* [Document source]
▼

La confiance entre les Français et leurs administrations est centrale pour l’équilibre de notre démocratie. Et ce n’est pas le statut à vie des agents qui garantit cet équilibre mais les principes que sont la transparence sur la gestion publique et sur la qualité de nos services publics, la responsabilité des agents, la capacité de contrôle de l’action publique par le Parlement, la Cour des comptes et le Haut conseil des finances publiques, le cadrage de l’endettement par la Constitution pour garantir notre souveraineté et, à terme, notre liberté.     

Cette tribune a été publiée dans les pages de la revue l'Ena hors les murs, en septembre 2021. A voir, en cliquant ici.

Les Français sont, à 60%, favorables à la suppression du statut de la fonction publique et militent pour un statut de contractuel. De leur côté, les agents publics y sont opposés à 69 %, selon un sondage publié en juin 2021.  

Par ailleurs, les Français, d’un côté souhaitent que tous les salariés soient embauchés selon les mêmes règles, ce qui faciliterait grandement la future convergence des modalités de calcul des retraites du public vers le privé, tandis que les agents publics, continuent, eux, de considérer que leur statut leur permet de mieux servir l’intérêt général… préférant une fonction publique de carrière à une fonction publique d’emploi.

Et si les Français avaient raison ? Si, comme dans tous les pays voisins, le statut était définitivement obsolète ?

Servir l’intérêt général… mais le médecin libéral, n’est-il pas, lui aussi, au service de ses concitoyens ? Le soldat contractuel en opération extérieure ne sert-il pas aussi bien la France que s’il était titulaire ?  Les ministres du gouvernement issus de la société civile (il y en a trop peu), ne sont, certes, pas fonctionnaires mais ils servent la France… Chaque jour, des millions d’entre nous servent la France et ne sont pas pour autant titulaires d’un statut de la fonction publique… et pour beaucoup (pompiers volontaires, contractuels de la cyberdéfense, etc.) assurent des missions de service public.

L’infirmière qui travaille dans une clinique privée met également tout son cœur à soigner ses concitoyens. Le professeur d’école privée sous contrat ou pas, y met autant d’énergie tout comme l’agent de propreté d’une entreprise en délégation de service public, qui tous les jours, ramasse les poubelles de ses concitoyens.   Allons plus loin… l’entrepreneur ne sert-il pas la France aussi… quand il crée des emplois ? Quand il investit ses propres deniers pour créer de la valeur ajoutée et de la croissance ?

Et finalement, nous tous qui payons des impôts pour financer les équipements, les infrastructures, payer les professeurs… ne servons-nous pas aussi, tous les jours, notre pays ?

Evitons l’amalgame : si juridiquement le fonctionnaire titulaire est propriétaire de son grade mais pas de son poste, dans les faits la fonction qu’il exerce n’est ni un métier ni une vocation. Les « manières de servir » se sont démultipliées – y compris dans les fonctions dites « régaliennes ». Et la sélectivité des concours trop généralistes et transversaux les condamne à une perpétuelle « professionnalisation ».

▲

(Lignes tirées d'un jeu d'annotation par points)
▼

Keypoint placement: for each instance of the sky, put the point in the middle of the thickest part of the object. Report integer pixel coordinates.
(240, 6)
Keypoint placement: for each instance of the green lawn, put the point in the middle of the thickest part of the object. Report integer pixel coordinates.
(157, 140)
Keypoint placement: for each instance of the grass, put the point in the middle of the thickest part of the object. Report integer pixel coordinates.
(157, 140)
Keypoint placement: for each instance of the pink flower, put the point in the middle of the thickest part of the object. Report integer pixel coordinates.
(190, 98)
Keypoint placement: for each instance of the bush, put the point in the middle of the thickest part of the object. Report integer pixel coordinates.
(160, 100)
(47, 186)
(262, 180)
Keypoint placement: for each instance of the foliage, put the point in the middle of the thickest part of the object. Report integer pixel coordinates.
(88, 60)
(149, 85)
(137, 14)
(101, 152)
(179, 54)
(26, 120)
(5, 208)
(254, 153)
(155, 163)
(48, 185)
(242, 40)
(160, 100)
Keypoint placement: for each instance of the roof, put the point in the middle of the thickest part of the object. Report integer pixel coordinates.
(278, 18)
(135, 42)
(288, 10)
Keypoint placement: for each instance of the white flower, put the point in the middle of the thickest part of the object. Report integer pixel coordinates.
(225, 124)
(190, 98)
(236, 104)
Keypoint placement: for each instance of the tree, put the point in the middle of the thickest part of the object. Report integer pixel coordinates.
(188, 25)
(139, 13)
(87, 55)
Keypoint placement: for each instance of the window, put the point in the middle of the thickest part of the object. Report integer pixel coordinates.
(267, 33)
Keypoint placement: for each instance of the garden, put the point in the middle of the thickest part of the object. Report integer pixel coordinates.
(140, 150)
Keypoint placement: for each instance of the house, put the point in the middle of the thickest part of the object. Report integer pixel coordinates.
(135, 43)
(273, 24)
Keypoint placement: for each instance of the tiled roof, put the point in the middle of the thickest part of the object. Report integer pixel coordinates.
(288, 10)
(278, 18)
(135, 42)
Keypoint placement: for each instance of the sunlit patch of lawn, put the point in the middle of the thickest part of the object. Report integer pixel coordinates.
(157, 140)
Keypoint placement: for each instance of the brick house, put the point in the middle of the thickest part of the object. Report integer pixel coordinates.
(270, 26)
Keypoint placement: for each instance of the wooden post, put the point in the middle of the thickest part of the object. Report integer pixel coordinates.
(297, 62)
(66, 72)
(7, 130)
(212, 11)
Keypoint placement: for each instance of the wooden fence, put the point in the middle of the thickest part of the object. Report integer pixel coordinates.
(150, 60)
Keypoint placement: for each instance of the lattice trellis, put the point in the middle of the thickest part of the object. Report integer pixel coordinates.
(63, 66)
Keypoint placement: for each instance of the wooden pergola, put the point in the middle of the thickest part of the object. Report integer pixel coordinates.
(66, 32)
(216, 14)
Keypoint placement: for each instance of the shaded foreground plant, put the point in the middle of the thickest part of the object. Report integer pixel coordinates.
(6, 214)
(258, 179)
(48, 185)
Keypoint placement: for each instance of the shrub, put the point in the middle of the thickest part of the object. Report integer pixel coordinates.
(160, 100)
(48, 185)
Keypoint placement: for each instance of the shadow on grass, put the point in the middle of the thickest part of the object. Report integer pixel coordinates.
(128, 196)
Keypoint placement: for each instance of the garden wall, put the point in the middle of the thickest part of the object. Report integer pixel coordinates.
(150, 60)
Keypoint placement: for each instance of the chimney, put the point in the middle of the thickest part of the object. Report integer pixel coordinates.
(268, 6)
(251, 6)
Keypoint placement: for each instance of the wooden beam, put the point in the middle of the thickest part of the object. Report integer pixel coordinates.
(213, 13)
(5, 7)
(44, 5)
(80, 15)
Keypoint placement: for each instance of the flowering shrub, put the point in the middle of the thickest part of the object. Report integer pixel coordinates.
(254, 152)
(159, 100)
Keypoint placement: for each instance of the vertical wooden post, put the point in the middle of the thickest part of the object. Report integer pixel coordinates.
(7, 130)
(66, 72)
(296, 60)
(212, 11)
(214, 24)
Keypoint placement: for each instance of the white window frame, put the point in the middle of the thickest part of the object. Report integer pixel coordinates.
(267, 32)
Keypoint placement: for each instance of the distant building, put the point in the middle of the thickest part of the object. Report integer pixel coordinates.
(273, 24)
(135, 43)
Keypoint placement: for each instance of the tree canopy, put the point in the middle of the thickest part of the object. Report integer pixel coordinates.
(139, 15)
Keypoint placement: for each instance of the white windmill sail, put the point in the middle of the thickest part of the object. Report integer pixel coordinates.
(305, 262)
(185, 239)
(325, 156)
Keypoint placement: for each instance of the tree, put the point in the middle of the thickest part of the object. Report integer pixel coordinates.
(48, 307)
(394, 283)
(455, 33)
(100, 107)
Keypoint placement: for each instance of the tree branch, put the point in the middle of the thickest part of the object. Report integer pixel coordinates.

▲

* [Consigne]
D'après la tribune sur le statut de la fonction publique, quelle part des agents publics est opposée à la suppression de ce statut ? Ces lignes ne jouent aucun rôle ici.

* [Réponse attendue]
69 % des agents publics y sont opposés.